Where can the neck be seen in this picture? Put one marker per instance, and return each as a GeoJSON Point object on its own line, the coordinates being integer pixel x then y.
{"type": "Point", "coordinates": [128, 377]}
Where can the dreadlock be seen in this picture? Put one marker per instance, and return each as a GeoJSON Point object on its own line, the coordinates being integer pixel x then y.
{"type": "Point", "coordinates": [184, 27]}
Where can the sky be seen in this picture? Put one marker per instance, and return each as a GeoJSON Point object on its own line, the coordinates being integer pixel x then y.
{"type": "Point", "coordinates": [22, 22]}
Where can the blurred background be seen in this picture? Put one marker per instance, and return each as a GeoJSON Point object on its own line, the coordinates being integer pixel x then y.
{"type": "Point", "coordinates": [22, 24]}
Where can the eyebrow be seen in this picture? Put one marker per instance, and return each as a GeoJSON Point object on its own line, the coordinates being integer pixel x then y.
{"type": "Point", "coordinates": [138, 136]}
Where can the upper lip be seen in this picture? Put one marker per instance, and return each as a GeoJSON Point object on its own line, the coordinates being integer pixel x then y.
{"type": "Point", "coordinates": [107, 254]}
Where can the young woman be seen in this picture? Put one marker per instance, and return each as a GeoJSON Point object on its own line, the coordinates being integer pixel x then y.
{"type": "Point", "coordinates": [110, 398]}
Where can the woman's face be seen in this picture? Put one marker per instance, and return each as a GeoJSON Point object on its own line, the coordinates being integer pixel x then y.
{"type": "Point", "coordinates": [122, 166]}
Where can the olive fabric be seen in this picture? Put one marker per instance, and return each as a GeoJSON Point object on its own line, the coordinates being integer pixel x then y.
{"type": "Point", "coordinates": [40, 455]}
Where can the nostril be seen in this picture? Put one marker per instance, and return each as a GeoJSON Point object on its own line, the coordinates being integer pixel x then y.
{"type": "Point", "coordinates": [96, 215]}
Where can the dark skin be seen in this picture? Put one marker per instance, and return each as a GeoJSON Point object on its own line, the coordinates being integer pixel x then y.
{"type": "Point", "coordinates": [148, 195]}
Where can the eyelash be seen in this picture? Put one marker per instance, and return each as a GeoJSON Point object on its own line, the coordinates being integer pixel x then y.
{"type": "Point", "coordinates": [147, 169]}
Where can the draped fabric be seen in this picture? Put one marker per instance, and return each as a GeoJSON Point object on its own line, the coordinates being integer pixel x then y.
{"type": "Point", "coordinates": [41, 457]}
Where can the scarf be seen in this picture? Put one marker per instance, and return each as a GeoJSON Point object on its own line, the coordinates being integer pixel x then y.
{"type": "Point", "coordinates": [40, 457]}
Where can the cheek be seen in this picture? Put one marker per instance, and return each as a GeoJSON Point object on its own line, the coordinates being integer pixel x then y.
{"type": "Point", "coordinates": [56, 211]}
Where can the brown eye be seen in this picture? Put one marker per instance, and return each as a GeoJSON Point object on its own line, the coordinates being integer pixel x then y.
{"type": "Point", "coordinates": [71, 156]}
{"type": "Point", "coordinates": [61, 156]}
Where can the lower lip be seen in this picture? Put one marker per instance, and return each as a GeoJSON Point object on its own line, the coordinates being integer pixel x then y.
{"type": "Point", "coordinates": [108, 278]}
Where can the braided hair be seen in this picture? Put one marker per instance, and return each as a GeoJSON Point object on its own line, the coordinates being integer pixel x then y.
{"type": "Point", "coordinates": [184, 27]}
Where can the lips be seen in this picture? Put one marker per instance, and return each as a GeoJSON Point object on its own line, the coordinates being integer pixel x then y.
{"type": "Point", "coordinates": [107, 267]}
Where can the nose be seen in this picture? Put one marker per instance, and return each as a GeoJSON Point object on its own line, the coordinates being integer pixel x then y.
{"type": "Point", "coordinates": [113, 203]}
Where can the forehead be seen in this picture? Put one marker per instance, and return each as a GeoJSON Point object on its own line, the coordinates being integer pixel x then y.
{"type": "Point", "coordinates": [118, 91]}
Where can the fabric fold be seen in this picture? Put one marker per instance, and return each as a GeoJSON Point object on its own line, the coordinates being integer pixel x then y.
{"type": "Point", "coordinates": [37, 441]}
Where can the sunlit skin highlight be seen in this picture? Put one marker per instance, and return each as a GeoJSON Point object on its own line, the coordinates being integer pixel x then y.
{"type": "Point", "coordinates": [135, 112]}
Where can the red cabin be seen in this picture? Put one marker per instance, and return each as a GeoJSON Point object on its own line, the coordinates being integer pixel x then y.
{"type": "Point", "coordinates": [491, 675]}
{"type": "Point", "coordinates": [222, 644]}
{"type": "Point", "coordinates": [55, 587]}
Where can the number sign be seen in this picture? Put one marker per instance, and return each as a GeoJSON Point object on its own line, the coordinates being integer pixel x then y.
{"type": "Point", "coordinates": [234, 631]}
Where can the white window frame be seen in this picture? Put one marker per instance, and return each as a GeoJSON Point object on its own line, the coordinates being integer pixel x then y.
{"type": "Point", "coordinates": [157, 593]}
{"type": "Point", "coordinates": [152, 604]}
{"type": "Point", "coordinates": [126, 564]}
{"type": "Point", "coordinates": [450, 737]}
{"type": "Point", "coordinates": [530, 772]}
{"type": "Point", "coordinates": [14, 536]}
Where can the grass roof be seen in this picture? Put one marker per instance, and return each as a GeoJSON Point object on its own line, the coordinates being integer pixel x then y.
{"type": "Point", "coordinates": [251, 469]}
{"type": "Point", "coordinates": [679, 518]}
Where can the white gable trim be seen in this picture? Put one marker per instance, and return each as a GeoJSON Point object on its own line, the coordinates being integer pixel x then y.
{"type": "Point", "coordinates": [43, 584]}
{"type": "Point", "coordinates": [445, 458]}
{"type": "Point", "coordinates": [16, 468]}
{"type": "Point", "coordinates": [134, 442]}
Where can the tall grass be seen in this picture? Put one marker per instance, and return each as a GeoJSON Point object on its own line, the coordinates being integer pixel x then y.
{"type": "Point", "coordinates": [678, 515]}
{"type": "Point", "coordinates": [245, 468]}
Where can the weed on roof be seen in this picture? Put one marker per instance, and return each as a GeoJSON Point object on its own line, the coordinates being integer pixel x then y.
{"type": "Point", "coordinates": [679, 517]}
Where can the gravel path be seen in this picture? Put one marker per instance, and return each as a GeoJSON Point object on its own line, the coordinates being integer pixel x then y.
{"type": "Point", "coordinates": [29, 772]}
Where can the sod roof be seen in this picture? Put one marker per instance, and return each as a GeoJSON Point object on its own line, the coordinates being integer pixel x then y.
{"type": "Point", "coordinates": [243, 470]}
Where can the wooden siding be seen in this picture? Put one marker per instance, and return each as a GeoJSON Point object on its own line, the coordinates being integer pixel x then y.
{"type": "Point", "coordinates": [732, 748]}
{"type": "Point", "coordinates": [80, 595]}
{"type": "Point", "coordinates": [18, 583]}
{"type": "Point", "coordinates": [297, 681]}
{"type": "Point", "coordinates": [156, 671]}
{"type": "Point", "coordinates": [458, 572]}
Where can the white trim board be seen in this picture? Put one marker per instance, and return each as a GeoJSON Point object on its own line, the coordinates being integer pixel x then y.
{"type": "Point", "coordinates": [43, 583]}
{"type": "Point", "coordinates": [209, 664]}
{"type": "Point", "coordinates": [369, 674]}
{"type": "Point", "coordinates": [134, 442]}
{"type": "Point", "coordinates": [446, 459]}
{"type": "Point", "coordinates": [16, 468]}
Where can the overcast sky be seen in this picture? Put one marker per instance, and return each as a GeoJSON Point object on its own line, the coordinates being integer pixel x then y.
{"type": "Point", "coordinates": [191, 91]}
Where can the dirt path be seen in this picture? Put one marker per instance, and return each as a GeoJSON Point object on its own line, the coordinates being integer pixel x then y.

● **Short exercise**:
Transcribe the entire listing above precisely.

● **Response for this exercise**:
Where can the neck be seen in this picture? Put one marker per instance, and return each as a GeoJSON Point object on its own line, the coordinates being integer pixel x then y.
{"type": "Point", "coordinates": [128, 377]}
Where can the dreadlock be seen in this picture? Put one marker per instance, and return each as a GeoJSON Point object on its own line, the coordinates being integer pixel x then y.
{"type": "Point", "coordinates": [184, 27]}
Where can the sky be seen in this picture? Put one marker per instance, and return each as a GeoJSON Point object on its own line, the coordinates being integer pixel x then y.
{"type": "Point", "coordinates": [22, 22]}
Where can the blurred background be seen in this picture? Put one marker per instance, and return each as a GeoJSON Point object on its own line, the coordinates being integer pixel x then y.
{"type": "Point", "coordinates": [22, 24]}
Where can the eyebrow be seen in this picture? Put one marker per instance, and return each as a GeoJSON Point object on its own line, the coordinates being integer pixel x then y.
{"type": "Point", "coordinates": [138, 136]}
Where can the upper lip be seen in this picture? Put one marker per instance, and return each as a GeoJSON Point object on its own line, the coordinates being integer pixel x then y.
{"type": "Point", "coordinates": [107, 254]}
Where can the young woman be seen in this picture? Put one marker per instance, and return each as a GeoJSON Point object on its own line, the coordinates being integer pixel x then y.
{"type": "Point", "coordinates": [110, 398]}
Where can the woman's face be seen in this picture? Put one marker per instance, and return each as a GeoJSON Point object on its own line, the coordinates being integer pixel x then y.
{"type": "Point", "coordinates": [122, 166]}
Where can the olive fabric be seen in this picture? Put one marker per instance, and return each as a GeoJSON Point object on its own line, the coordinates being integer pixel x then y.
{"type": "Point", "coordinates": [40, 455]}
Where can the nostril be seen in this picture? Put one marker per instance, and return each as a GeoJSON Point object on its own line, the coordinates being integer pixel x then y.
{"type": "Point", "coordinates": [96, 215]}
Where can the dark skin be seen in this picture? Put one marker per instance, and return each as a GeoJSON Point object on its own line, the coordinates being integer pixel x then y.
{"type": "Point", "coordinates": [148, 195]}
Where can the eyelash be seen in this picture? Put one marker per instance, and return each as a GeoJSON Point object on its own line, the coordinates being integer pixel x then y.
{"type": "Point", "coordinates": [147, 169]}
Where can the draped fabric be seen in this picture? Put one marker per instance, and return each as a GeoJSON Point object on its own line, the coordinates being integer pixel x then y.
{"type": "Point", "coordinates": [41, 457]}
Where can the scarf be seen in this picture? Put one marker per instance, and return each as a GeoJSON Point object on its own line, the coordinates being integer pixel x then y.
{"type": "Point", "coordinates": [40, 457]}
Where can the cheek be seen in this picture? Put one marker per instance, and return each as a GeoJSON Point object on its own line, the coordinates being integer pixel x then y.
{"type": "Point", "coordinates": [56, 211]}
Where can the brown eye be seen in this picture? Put one marker per instance, and return each as a GeoJSON Point object on its own line, the coordinates being integer pixel x then y.
{"type": "Point", "coordinates": [71, 156]}
{"type": "Point", "coordinates": [61, 156]}
Where can the lower lip be seen in this picture? Put one marker per instance, and return each as a GeoJSON Point object on its own line, the coordinates being integer pixel x then y.
{"type": "Point", "coordinates": [108, 278]}
Where can the braided hair be seen in this picture? Put one marker per instance, and return each as a GeoJSON Point object on its own line, the coordinates being integer pixel x then y.
{"type": "Point", "coordinates": [184, 27]}
Where can the lips be seen in this picture? Put one marker per instance, and return each as a GeoJSON Point object on its own line, the coordinates being integer pixel x then y.
{"type": "Point", "coordinates": [107, 267]}
Where can the nose be seen in this picture? Put one marker per instance, and return each as a GeoJSON Point object on its own line, the coordinates being integer pixel x then y.
{"type": "Point", "coordinates": [113, 203]}
Where can the forehead be seen in this picture? Put one marker per instance, and return each as a GeoJSON Point object on its own line, the coordinates being integer pixel x then y.
{"type": "Point", "coordinates": [118, 91]}
Where can the fabric fold be seen in this picture? Put one marker per instance, and return each as a GeoJSON Point object on its own line, the coordinates being integer pixel x then y.
{"type": "Point", "coordinates": [37, 441]}
Where can the sunlit skin highlight be seen in this picture? Put one marker per instance, and return each as a GeoJSON Point object on its own line, the coordinates being integer pixel x then y.
{"type": "Point", "coordinates": [135, 112]}
Where can the red cabin be seen in this picture? Put one marker per instance, and return each as a GeoJSON Point object on its own line, the coordinates being integer pixel x then y.
{"type": "Point", "coordinates": [491, 675]}
{"type": "Point", "coordinates": [222, 644]}
{"type": "Point", "coordinates": [55, 587]}
Where can the number sign be seen in this picture? Put one marker per instance, and return each as a GeoJSON Point object on its own line, the coordinates being integer pixel x then y.
{"type": "Point", "coordinates": [234, 631]}
Where can the white window frame be seen in this picture? Put one marker per instance, and return each as a GeoJSON Point object on its own line, the coordinates being integer pixel x then y.
{"type": "Point", "coordinates": [157, 593]}
{"type": "Point", "coordinates": [152, 604]}
{"type": "Point", "coordinates": [126, 564]}
{"type": "Point", "coordinates": [450, 737]}
{"type": "Point", "coordinates": [530, 772]}
{"type": "Point", "coordinates": [14, 536]}
Where can the grass roof be seen in this picture? Put one marker per instance, and return each as a GeoJSON Point object on its own line, the coordinates being integer pixel x then y.
{"type": "Point", "coordinates": [251, 469]}
{"type": "Point", "coordinates": [679, 518]}
Where can the white gable trim be seen in this picture? Put one marker per instance, and return each as a GeoJSON Point object on its own line, the coordinates being integer pixel x then y.
{"type": "Point", "coordinates": [43, 584]}
{"type": "Point", "coordinates": [445, 458]}
{"type": "Point", "coordinates": [16, 468]}
{"type": "Point", "coordinates": [134, 442]}
Where can the tall grass be seen in this picture? Put one marker per instance, and return each as a GeoJSON Point object on its own line, the coordinates being integer pixel x then y.
{"type": "Point", "coordinates": [678, 515]}
{"type": "Point", "coordinates": [245, 468]}
Where can the weed on roof be seen in this picture? Put one marker per instance, and return each as a GeoJSON Point object on its own line, the coordinates being integer pixel x then y.
{"type": "Point", "coordinates": [679, 517]}
Where can the gravel path be seen in this picture? Put one marker per instance, and return each as a GeoJSON Point object on its own line, the coordinates being integer pixel x then y.
{"type": "Point", "coordinates": [29, 772]}
Where can the sod roof be seen in this picture? Put one marker per instance, and return each as a GeoJSON Point object on its own line, the coordinates being integer pixel x then y.
{"type": "Point", "coordinates": [243, 470]}
Where can the wooden siding be seen in this picture? Put one marker per instance, and return each as a GeoJSON Point object on its own line, the coordinates being integer pixel x then y.
{"type": "Point", "coordinates": [732, 748]}
{"type": "Point", "coordinates": [80, 595]}
{"type": "Point", "coordinates": [18, 583]}
{"type": "Point", "coordinates": [297, 681]}
{"type": "Point", "coordinates": [156, 671]}
{"type": "Point", "coordinates": [458, 572]}
Where can the white trim board be seen in this picture? Put one marker per instance, and return each as a GeoJSON Point object on its own line, the coordinates being integer pixel x then y.
{"type": "Point", "coordinates": [43, 583]}
{"type": "Point", "coordinates": [209, 664]}
{"type": "Point", "coordinates": [369, 674]}
{"type": "Point", "coordinates": [134, 442]}
{"type": "Point", "coordinates": [446, 459]}
{"type": "Point", "coordinates": [16, 468]}
Where can the overcast sky be seen in this picture? Put one marker per instance, and return each as a GeoJSON Point object on its own line, the coordinates being integer pixel x then y.
{"type": "Point", "coordinates": [191, 91]}
Where can the dirt path be seen in this picture? Put one marker per instance, and return each as a GeoJSON Point object on its own line, the coordinates being integer pixel x then y.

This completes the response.